**Short exercise a:** According to the foam concrete passage, who first applied the finite element method to the analysis of flexible pavements?

**Page:**
+ + + + + + +
Recently, LWFC has also begun to find applications in civil engineering structures in Central Europe, especially at higher altitudes requiring increased protection against the adverse effects of frost [35,36,37,38]. In the present article, the authors present the latest results of their research in the field by increasing the tensile strength in bending LWFC through the application of various reinforcement nets. Optimized design of the composite foam concrete pavement layer (use of basalt reinforcement mesh) in conjunction with credible data on climatic characteristics and validated FEM models enable their application in accordance with the requirements of the Slovak Road Act [39]. Until the middle of the 20th century, methods based on limited deflection [40,41] and limited shear failure prevailed in the assessment of roads [42]. However, these assumptions are not accurate, in pavement materials, stress leads to elastic, viscous, plastic, and viscoelastic deformations; therefore, the materials behave nonlinearly [43]. The finite element method (FEM) for the analysis of flexible pavements was first applied by Duncan [44], which allowed the assessment of pavements considering the nonlinear properties of pavement materials and therefore, the use of FEM is becoming popular in determining their stresses and deflections [45,46,47]. This article presents, for the first time in Central Europe, a FEM model of a cycle pavement using a base layer of composite foam concrete, the relevant mechanical characteristics of which were found during the 10 years of research carried out at the authors’ workplace [48,49,50].
+ + + + + + +
**Source material:**
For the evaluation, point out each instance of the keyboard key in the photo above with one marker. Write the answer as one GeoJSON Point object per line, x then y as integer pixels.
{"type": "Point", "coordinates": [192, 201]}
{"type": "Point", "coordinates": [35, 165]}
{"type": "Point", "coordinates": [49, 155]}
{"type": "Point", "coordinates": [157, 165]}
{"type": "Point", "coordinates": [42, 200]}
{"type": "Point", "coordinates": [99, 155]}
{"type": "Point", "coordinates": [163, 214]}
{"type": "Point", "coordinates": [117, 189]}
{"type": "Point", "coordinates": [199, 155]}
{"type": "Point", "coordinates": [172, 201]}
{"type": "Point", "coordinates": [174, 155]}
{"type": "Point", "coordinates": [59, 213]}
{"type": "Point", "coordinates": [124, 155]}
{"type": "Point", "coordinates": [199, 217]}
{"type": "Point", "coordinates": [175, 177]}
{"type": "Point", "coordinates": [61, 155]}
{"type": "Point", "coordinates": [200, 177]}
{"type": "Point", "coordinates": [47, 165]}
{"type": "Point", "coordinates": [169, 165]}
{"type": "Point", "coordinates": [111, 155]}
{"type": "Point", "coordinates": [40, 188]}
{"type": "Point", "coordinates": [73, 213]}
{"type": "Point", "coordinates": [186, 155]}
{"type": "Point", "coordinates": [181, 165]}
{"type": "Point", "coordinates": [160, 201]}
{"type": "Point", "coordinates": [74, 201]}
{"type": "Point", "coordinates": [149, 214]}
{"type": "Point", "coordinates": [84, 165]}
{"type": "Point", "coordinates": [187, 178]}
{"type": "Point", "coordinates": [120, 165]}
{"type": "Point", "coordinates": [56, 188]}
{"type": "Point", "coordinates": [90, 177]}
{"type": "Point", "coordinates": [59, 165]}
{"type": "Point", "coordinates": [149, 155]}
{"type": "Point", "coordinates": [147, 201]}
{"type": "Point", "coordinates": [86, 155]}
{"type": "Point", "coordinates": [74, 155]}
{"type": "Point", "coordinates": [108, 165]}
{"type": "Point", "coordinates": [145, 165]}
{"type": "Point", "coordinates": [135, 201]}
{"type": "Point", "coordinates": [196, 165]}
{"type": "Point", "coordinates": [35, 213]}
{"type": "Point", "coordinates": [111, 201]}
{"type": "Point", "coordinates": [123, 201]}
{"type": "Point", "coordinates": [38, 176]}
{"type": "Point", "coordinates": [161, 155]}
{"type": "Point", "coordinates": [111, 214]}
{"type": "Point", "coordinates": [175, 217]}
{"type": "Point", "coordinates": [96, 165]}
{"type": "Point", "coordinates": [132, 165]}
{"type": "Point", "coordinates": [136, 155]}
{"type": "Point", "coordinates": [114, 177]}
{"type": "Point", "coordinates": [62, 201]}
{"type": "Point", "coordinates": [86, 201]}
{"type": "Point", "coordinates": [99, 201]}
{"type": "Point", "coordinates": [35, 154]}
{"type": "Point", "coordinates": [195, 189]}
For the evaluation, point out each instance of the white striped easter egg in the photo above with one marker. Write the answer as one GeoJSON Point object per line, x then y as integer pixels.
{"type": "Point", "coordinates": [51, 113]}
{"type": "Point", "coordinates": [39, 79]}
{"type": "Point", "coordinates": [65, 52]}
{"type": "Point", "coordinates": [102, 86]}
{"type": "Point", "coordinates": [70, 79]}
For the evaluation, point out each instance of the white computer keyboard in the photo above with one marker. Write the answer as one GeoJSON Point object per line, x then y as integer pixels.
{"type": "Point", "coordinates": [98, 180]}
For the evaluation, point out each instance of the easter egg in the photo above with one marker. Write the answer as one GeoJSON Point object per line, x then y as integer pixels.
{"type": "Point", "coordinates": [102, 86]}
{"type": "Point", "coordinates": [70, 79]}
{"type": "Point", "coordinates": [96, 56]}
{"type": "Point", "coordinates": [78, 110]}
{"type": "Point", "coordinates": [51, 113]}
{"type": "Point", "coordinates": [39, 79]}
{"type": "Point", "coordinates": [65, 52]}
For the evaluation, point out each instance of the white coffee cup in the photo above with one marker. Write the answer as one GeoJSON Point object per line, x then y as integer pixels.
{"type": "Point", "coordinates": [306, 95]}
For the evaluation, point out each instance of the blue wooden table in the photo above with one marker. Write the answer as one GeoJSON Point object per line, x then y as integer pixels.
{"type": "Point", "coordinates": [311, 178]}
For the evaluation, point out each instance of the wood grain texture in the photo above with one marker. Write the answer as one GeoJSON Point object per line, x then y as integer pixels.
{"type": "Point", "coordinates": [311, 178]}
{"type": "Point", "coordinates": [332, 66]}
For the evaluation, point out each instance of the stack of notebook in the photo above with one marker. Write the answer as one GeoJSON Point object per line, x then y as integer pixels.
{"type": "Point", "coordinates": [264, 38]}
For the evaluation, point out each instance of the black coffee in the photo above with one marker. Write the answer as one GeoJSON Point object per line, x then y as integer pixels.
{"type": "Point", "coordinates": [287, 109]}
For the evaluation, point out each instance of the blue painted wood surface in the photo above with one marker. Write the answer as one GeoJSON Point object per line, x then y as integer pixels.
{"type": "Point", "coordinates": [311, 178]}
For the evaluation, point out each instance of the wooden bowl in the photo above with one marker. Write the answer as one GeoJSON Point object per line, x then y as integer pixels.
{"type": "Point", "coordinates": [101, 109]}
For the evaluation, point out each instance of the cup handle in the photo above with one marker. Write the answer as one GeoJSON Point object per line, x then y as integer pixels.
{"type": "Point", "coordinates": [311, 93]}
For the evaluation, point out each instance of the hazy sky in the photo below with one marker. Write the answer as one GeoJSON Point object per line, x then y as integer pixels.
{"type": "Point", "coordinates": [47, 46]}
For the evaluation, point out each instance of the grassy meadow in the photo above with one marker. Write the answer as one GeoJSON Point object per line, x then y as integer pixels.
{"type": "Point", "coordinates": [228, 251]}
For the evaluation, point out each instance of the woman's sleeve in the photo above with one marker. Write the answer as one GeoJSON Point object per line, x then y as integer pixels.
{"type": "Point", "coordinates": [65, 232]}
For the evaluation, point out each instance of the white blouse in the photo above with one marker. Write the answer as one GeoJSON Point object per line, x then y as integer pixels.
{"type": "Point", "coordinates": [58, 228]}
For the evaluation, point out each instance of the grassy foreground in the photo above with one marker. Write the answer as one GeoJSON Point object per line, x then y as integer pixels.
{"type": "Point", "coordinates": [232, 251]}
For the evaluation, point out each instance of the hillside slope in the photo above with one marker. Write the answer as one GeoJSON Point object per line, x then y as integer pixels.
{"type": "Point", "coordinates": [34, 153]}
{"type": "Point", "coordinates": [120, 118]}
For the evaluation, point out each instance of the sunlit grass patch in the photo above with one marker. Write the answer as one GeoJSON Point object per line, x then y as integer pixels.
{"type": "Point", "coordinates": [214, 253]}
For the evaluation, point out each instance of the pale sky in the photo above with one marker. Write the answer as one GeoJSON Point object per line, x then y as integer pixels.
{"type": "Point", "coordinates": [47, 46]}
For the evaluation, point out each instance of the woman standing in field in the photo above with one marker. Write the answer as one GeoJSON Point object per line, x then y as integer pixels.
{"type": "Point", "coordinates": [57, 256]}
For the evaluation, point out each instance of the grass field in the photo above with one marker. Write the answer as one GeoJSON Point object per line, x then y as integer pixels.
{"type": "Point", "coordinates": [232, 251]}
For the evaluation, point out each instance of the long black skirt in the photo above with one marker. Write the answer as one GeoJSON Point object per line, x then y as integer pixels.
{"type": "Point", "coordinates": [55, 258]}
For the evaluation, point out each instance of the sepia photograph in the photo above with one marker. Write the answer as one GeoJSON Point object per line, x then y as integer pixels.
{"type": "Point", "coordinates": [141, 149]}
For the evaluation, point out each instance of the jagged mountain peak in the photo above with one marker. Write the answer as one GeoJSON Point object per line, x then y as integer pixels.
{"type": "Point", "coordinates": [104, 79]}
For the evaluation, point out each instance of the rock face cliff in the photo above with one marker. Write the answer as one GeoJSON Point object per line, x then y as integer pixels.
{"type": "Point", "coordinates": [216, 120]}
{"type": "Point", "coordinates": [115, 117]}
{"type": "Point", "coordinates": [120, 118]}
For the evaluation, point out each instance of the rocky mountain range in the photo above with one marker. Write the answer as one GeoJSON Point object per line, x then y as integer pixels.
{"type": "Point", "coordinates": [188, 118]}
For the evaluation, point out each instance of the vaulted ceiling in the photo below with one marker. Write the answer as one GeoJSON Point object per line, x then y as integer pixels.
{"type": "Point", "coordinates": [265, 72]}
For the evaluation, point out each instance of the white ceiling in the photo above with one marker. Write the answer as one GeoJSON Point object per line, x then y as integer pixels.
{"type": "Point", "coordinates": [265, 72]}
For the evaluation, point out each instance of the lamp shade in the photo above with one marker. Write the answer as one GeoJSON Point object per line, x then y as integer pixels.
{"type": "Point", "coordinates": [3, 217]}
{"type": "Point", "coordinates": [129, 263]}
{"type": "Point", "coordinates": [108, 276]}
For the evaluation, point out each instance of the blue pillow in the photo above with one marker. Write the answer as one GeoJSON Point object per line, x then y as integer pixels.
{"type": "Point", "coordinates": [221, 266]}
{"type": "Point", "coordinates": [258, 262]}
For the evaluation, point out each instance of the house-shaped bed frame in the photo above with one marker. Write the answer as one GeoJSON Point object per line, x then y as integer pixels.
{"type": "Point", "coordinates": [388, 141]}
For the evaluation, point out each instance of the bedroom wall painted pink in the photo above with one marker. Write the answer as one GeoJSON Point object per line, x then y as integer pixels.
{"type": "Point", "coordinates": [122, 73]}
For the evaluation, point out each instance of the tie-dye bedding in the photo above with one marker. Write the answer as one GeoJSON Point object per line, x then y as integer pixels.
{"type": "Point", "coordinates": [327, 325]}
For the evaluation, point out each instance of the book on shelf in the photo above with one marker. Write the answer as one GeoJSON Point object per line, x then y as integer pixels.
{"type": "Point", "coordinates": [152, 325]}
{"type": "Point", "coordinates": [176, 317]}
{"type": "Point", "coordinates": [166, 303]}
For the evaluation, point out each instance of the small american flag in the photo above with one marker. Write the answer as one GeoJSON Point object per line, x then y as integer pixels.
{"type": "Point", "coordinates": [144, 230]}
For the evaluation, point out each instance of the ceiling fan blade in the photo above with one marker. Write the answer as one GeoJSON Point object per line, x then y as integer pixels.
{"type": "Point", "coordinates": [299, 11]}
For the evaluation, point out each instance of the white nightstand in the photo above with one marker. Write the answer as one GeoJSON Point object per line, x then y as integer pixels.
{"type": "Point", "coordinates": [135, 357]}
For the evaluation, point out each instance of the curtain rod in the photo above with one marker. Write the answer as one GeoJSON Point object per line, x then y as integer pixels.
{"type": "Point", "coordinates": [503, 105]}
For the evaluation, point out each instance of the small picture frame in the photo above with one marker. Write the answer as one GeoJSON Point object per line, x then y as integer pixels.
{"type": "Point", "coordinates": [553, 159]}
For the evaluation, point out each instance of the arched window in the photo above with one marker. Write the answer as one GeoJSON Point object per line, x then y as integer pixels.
+ + + + + + +
**Short exercise b:** Return every line of the entries above that contains the word "mountain". Case counts.

**Task response a:** Duncan

**Task response b:**
For the evaluation, point out each instance of the jagged mountain peak in the photo above with one marker. Write the answer as one GeoJSON Point object per line, x then y as integer pixels.
For the evaluation, point out each instance of the rocky mountain range in the photo above with one marker. Write the answer as one GeoJSON Point object per line, x then y as integer pixels.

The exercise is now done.